• **EXCERPTED PASSAGE**
········

To celebrate Facebook's 10th anniversary last week, it launched something called the Look Back video, a surprisingly good one minute video of your life, set to music, based on your most popular Facebook posts and photos.
If you haven't seen yours, you still can. Just head to the Look Back video page.
These videos immediately became the stuff of viral stories, like the grieving father who begged and recieved access to his deceased son's Facebook account to view his son's Look Back video.
Or the funny parody video, created by Stephen Parkhurst.
Facebook, which stores so many of our thoughts, photos, videos, favorite Internet memes, does these look-back kinds of things from time to time, with varying degrees of success. For instance, in 2012, it added Timeline, a spot that keeps track of your life, year by year.
The Look Back video was a pretty big hit right away, Facebook COO Sheryl Sandberg told attendees at the Goldman Sachs Technology and Internet Conference Tuesday evening.
She personally liked them so much, she pestered her friends see theirs, almost admitting publicly that she "wasted" too much time on Facebook with these videos.

········

Dataset entries:
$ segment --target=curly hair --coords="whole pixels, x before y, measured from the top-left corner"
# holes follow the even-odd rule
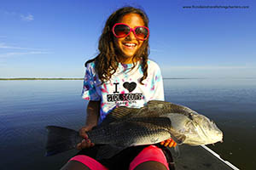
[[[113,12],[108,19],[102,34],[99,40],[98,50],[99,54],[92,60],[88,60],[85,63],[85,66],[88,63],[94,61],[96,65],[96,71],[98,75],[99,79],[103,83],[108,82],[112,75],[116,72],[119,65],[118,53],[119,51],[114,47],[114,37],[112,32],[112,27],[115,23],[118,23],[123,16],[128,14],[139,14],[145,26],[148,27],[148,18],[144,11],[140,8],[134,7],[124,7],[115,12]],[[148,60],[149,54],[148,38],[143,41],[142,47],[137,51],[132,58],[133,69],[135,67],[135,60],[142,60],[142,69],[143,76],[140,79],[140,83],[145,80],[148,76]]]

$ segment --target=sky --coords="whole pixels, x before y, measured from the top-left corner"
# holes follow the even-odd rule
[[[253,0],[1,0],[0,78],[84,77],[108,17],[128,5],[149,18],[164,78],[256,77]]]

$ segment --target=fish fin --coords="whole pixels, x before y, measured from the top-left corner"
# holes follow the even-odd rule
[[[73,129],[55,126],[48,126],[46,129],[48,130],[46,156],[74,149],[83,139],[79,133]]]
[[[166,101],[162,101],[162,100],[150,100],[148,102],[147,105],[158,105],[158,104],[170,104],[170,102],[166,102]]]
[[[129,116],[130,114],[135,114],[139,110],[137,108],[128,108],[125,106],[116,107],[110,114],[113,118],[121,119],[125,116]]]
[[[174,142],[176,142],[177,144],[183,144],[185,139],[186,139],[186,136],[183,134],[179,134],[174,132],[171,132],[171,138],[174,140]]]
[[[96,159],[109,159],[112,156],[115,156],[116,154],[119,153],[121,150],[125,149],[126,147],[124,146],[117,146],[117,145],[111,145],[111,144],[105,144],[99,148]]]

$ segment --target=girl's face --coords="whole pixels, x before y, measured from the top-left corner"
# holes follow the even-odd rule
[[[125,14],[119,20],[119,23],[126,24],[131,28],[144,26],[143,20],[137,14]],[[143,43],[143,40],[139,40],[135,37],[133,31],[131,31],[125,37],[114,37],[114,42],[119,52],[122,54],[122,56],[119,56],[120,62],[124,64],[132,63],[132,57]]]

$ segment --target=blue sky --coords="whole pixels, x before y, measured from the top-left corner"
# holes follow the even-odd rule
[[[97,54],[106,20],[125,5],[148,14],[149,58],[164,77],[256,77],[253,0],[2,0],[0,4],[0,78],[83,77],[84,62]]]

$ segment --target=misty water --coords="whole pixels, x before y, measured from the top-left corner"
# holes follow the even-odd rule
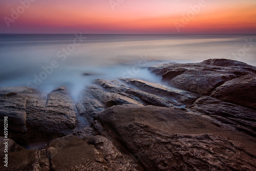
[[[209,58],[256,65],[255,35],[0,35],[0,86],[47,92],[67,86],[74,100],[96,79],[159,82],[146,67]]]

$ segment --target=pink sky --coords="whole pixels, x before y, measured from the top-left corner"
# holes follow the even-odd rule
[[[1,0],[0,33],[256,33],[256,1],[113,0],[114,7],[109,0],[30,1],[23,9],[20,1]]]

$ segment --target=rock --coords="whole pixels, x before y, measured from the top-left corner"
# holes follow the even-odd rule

········

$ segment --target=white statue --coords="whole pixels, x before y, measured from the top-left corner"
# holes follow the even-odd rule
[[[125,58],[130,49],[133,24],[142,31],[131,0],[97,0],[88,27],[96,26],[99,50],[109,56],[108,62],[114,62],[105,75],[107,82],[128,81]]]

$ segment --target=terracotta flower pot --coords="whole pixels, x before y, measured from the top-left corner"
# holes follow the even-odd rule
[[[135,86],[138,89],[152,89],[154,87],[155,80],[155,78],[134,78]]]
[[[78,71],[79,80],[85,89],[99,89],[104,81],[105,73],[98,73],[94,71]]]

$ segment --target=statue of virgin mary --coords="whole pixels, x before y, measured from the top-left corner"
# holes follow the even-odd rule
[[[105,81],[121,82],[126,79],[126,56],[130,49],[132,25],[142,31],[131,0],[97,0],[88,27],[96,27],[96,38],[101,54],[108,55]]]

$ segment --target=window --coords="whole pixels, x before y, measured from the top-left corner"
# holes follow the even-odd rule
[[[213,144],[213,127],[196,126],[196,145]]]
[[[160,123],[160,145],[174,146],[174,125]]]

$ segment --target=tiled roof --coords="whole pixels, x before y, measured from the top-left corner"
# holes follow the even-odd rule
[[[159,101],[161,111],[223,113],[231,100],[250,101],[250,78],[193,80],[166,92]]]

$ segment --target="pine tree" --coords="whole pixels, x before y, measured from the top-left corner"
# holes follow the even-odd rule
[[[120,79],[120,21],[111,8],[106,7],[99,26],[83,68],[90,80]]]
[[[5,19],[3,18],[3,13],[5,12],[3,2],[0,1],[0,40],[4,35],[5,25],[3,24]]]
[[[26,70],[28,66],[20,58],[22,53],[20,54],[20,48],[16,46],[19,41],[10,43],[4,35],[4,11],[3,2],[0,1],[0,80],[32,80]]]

········

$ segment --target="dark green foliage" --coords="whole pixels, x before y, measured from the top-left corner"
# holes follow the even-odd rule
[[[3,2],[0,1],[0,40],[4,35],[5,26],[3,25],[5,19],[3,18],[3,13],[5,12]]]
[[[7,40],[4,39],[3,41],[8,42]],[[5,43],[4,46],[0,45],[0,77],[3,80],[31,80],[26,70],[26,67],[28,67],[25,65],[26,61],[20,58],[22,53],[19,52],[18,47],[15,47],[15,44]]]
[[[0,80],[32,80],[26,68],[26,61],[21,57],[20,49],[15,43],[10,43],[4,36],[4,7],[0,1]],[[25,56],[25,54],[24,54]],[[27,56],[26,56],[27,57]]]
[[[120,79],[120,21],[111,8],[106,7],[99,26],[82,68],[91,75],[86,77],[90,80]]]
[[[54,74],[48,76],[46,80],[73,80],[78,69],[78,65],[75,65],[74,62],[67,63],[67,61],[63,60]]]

········

• **ASSIGNMENT 1**
At what event did Sheryl Sandberg talk about the success of the Look Back video, according to the article on Facebook's Look Back video?
• **ASSIGNMENT 2**
Return the passage of the Look Back video article that begins at the words "Or the funny" and stops after "Conference Tuesday evening.".
• **ASSIGNMENT 3**
Please resume the article about Facebook's Look Back video, picking up after its last sentence.
The records are separate material and have no connection to the article.

• **ANSWER 1**
The Goldman Sachs Technology and Internet Conference.

• **ANSWER 2**
Or the funny parody video, created by Stephen Parkhurst.
Facebook, which stores so many of our thoughts, photos, videos, favorite Internet memes, does these look-back kinds of things from time to time, with varying degrees of success. For instance, in 2012, it added Timeline, a spot that keeps track of your life, year by year.
The Look Back video was a pretty big hit right away, Facebook COO Sheryl Sandberg told attendees at the Goldman Sachs Technology and Internet Conference Tuesday evening.

• **ANSWER 3**
The upshot is, with the success of Look Back, expect more of this stuff to come.
Here's what she said:
"Almost 200 million people watched it and 50 percent of the people who watched their own video shared it. ...
As I watched those videos and have to admit I spent – not wasted (Facebook is never a waste of time) – spent more hours than I had the other night watching other people's Look Back videos, sending private messages to my friends asking, 'Where's your Look Back video?', you really felt close to Facebook and felt close to the people in your life."
"That was a really cool and personal experience and we did touch people ... I don't know if we've historically that good at helping them see that. But we're focused on that and you'll see more from us there."